▶ Document segment
============

Two failure modes, two clocks

Before you write a single line of runbook, split the two ways a CA can wreck your week. They run on completely different clocks.

Gradual root-program removal. A browser or OS vendor announces they're distrusting a CA, usually with a future cutoff tied to issuance dates. The Entrust pattern. You get weeks to months of warning, and the trigger is "certs issued after date X." Your existing certs may keep working until they expire — the pain is that you can't get new trusted ones from that CA. This is a planning problem.

Emergency Baseline Requirements revocation. Here the CA itself is forced to revoke certificates under the CA/Browser Forum Baseline Requirements. The timelines are nasty: 24 hours for key compromise and a handful of serious cases, 5 days for most other misissuance. When a CA hits one of these, they revoke your cert whether you're ready or not. Maybe you get an email. Maybe you get a few days. This is an incident, not a project.

If you only prepare for one, prepare for the second. The first gives you time to think. The second gives you a weekend if you're lucky, and you usually find out because someone's already paging you.

Inventory under fire

The first question in any distrust event is dead simple, and for most teams unanswerable in the moment: which of our certs chain to this CA?

If your plan is to SSH into boxes and run openssl by hand, you've already lost. A 24-hour revocation window cannot spend 18 hours on discovery.

What you need is the ability to filter your entire certificate estate by issuer. That means three fields, indexed and queryable across every cert you hold:

Issuer Organization (O) and Common Name (CN). "Entrust," "DigiCert," the intermediate's name. Your coarse filter.
Authority Key Identifier (AKI). The precise pointer to the issuing key. O and CN go ambiguous fast when a CA runs many intermediates or rebrands; the AKI is what actually ties your leaf to a specific issuing intermediate. When a root program says "certs chaining through this intermediate," the AKI is how you match it exactly.
notBefore date. Distrust cutoffs are date-keyed. "Entrust certs issued after November 2024" is an issuer-plus-date query, not an issuer query.

Now the annoying part. You need all of this across providers that share no schema. ACM exposes issuer and renewal metadata one way. Azure Key Vault models certificates as their own object type with issuer references. GCP Certificate Manager has its own resource model entirely. And then there's everything outside the cloud consoles — load balancers, legacy appliances, vendor-managed hosts — where the only way to learn the issuer is to connect and read the chain it actually presents.

============

[Dataset excerpts on object pointing]
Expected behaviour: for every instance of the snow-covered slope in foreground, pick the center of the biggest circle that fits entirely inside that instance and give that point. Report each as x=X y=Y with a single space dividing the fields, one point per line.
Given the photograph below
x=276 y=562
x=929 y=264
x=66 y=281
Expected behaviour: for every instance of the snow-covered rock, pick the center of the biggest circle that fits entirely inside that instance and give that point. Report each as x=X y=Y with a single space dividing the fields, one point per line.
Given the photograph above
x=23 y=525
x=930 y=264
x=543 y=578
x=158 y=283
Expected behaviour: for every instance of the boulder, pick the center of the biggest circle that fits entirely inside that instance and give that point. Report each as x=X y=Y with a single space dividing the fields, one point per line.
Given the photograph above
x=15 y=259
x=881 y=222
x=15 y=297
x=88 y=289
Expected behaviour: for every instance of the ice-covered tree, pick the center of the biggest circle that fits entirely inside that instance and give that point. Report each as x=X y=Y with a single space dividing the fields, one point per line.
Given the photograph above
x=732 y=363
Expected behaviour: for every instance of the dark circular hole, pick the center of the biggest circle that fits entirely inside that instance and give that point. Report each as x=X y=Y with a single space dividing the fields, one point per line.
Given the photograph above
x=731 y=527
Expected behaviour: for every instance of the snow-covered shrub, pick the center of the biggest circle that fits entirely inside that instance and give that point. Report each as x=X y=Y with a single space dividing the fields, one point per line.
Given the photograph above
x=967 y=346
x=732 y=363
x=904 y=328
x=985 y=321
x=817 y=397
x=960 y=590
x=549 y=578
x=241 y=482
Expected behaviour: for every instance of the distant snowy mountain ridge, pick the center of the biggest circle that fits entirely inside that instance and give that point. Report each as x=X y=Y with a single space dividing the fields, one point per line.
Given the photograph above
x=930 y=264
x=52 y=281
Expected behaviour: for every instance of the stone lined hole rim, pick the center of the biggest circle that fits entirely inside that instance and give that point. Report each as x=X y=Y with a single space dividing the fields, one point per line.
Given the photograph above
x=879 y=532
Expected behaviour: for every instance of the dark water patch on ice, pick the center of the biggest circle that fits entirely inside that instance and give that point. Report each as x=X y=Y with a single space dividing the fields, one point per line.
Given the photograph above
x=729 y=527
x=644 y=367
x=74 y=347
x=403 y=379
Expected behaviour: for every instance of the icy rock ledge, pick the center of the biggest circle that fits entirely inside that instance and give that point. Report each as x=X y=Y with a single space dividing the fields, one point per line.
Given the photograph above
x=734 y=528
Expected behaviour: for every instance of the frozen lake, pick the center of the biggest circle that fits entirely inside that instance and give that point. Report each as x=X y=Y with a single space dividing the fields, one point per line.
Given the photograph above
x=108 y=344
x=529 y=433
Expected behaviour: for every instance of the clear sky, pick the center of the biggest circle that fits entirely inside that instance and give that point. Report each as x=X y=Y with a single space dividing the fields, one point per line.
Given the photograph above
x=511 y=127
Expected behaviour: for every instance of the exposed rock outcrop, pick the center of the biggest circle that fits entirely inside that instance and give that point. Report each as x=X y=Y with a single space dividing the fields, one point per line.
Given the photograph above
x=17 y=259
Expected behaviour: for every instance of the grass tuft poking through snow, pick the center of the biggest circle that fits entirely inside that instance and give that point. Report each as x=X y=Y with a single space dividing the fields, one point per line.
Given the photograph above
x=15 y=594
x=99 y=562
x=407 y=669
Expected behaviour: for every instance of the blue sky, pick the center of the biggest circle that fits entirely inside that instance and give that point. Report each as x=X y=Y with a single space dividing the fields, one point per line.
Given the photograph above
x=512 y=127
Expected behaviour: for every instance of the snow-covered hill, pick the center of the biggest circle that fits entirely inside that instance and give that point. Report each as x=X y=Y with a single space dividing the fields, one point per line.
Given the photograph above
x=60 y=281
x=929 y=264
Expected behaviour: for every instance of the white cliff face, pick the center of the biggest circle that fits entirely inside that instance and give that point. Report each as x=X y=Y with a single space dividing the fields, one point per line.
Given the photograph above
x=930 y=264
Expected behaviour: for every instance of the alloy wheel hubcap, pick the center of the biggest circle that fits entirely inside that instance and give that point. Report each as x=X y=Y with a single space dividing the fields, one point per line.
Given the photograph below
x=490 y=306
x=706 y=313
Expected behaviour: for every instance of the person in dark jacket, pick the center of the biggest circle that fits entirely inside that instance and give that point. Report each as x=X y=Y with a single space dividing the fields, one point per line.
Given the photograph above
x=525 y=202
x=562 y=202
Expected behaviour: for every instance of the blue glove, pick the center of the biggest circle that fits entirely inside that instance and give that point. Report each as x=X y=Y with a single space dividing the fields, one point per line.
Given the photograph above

============

▶ What you will do
A - Reproduce the passage of the CA distrust article between "If your plan" and "match it exactly.", inclusive.
B - Answer these questions using the CA distrust article:
(i) What revocation timeline applies to key compromise under the Baseline Requirements?
(ii) Which certificate field ties a leaf to a specific issuing intermediate?
(iii) Which provider models certificates as their own object type with issuer references?
C - Name every cloud certificate service that the CA distrust article mentions.

▶ Answers to the exercises
A -
If your plan is to SSH into boxes and run openssl by hand, you've already lost. A 24-hour revocation window cannot spend 18 hours on discovery.

What you need is the ability to filter your entire certificate estate by issuer. That means three fields, indexed and queryable across every cert you hold:

Issuer Organization (O) and Common Name (CN). "Entrust," "DigiCert," the intermediate's name. Your coarse filter.
Authority Key Identifier (AKI). The precise pointer to the issuing key. O and CN go ambiguous fast when a CA runs many intermediates or rebrands; the AKI is what actually ties your leaf to a specific issuing intermediate. When a root program says "certs chaining through this intermediate," the AKI is how you match it exactly.

B -
(i) 24 hours
(ii) The Authority Key Identifier (AKI)
(iii) Azure Key Vault

C - ACM, Azure Key Vault, GCP Certificate Manager